== Actions to take ==
1. Rewrite the passage of the post on teaching English in Korea starting with "I initially thought" and going on through "ahead of time?", swapping "travel stipend" for "relocation allowance".
2. Pull out the rows of the data listing starting with its very first line and going on through the line that contains "66 173 L 33", copying them unchanged.

Teaching English Overseas ….one Latina’s adventure in Korea
I am a dreamer, poet and a doer, in other words, a natural born traveler. If you are like me, then you should consider working abroad (teaching English overseas). It’s the travel opportunity trifecta – learn about a culture first-hand by living among the natives, enjoy the convenience to travel extensively (where you work and neighboring countries) and lastly, work harder than you can ever imagine (you’ll realize that work habits/ethics are very different abroad).
My adventure began with an opportunity to teach English in South Korea. As a Latina born in the Bronx, and raised in Queens New York, you may wonder how I ended up in Korea. Well, I utilized my prior experience working with children to become a conversational English teacher. I even used the fact that I was a native New Yorker as a selling point. As you know, the New York accent is famous around the world. I figured, if people can appreciate New Yorkers then someone would pay to learn English with a New York-style accent. Of course I left out the part that my speech has more of a Nuyorican accent…I was hired anyway. YAY!
There is a lot to say about living, working and traveling overseas. Here are a few common questions that I’m asked regarding my experience.
Ø Why South Korea?
I initially thought to myself, if I’m going to be a world traveler, might as well start at the furthest end of the world (available to me). On a practical level, South Korea offered the most flexible schedule (opportunity to travel on my days off), there is a US military base there (which made me feel a little safer) and frankly, it paid the most.
Ø Important questions to ask prospective employers…just a few to get you started.
Is there a travel stipend? Is housing included? What is the pay rate and schedule? Please outline work expectations. Will I be working with other foreigners and, if yes, may I have their contact information to ask questions? Is Health insurance included or do I need to purchase my own? What is the weather (important for packing decisions)? Can I ship items ahead of time?
Ø How did you find job opportunities?

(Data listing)
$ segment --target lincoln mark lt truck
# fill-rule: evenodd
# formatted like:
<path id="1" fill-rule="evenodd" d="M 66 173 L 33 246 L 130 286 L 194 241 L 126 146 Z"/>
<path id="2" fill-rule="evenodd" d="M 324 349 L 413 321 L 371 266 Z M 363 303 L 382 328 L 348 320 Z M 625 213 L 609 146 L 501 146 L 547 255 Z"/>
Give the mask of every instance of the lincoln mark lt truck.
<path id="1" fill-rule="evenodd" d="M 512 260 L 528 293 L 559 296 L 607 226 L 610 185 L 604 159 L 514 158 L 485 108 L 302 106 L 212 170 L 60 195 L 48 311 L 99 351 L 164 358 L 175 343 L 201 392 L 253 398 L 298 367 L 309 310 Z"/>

== The answers ==
1.
I initially thought to myself, if I’m going to be a world traveler, might as well start at the furthest end of the world (available to me). On a practical level, South Korea offered the most flexible schedule (opportunity to travel on my days off), there is a US military base there (which made me feel a little safer) and frankly, it paid the most.
Ø Important questions to ask prospective employers…just a few to get you started.
Is there a relocation allowance? Is housing included? What is the pay rate and schedule? Please outline work expectations. Will I be working with other foreigners and, if yes, may I have their contact information to ask questions? Is Health insurance included or do I need to purchase my own? What is the weather (important for packing decisions)? Can I ship items ahead of time?

2.
$ segment --target lincoln mark lt truck
# fill-rule: evenodd
# formatted like:
<path id="1" fill-rule="evenodd" d="M 66 173 L 33 246 L 130 286 L 194 241 L 126 146 Z"/>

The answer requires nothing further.